Material supplied.
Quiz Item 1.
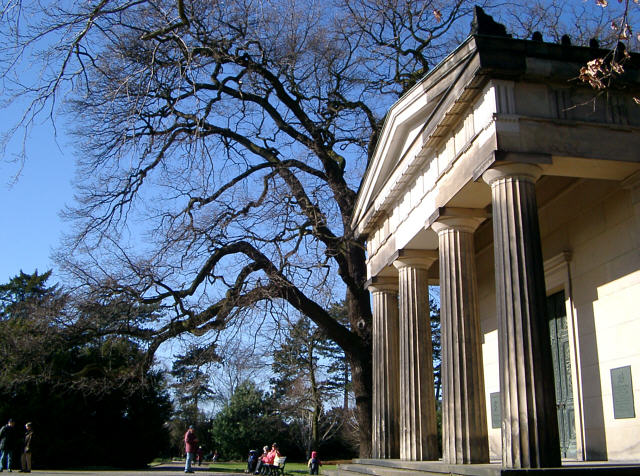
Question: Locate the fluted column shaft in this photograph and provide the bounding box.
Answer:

---

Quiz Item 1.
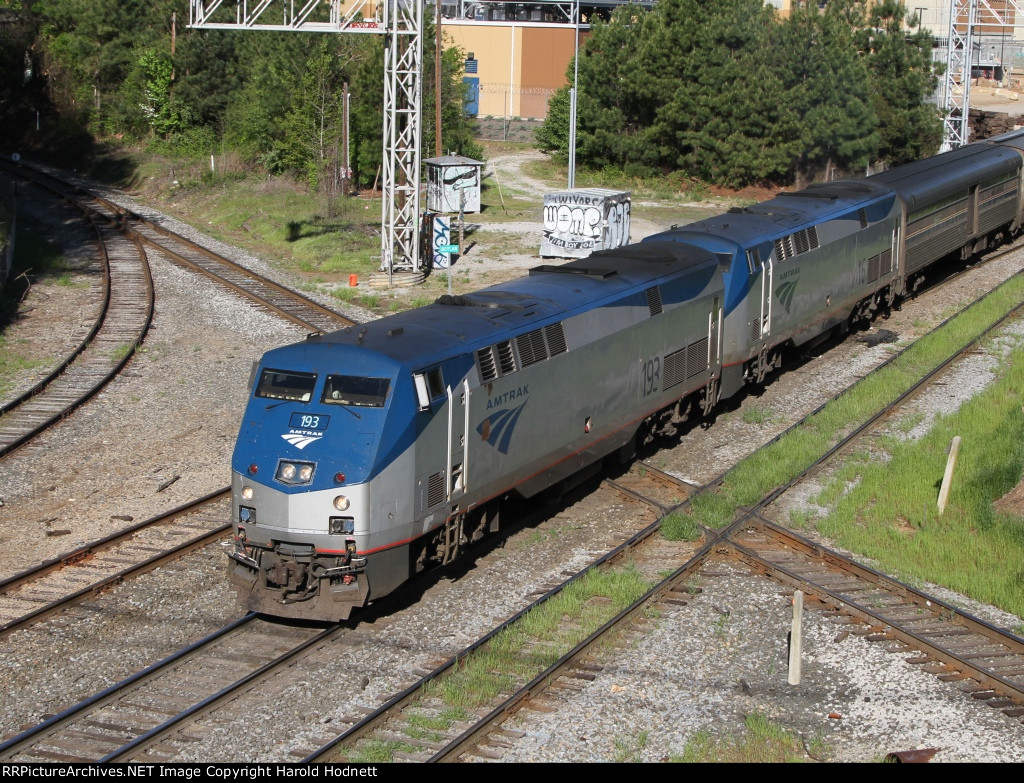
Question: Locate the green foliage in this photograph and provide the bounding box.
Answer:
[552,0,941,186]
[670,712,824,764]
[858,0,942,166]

Task brief. List every line of the records that contains the word "this". Case counts.

Finished answer.
Question: Locate the fluted column shaft in this photograph and provide the bounding box.
Question: Locate the green foliage in this photograph and provide the bounding box.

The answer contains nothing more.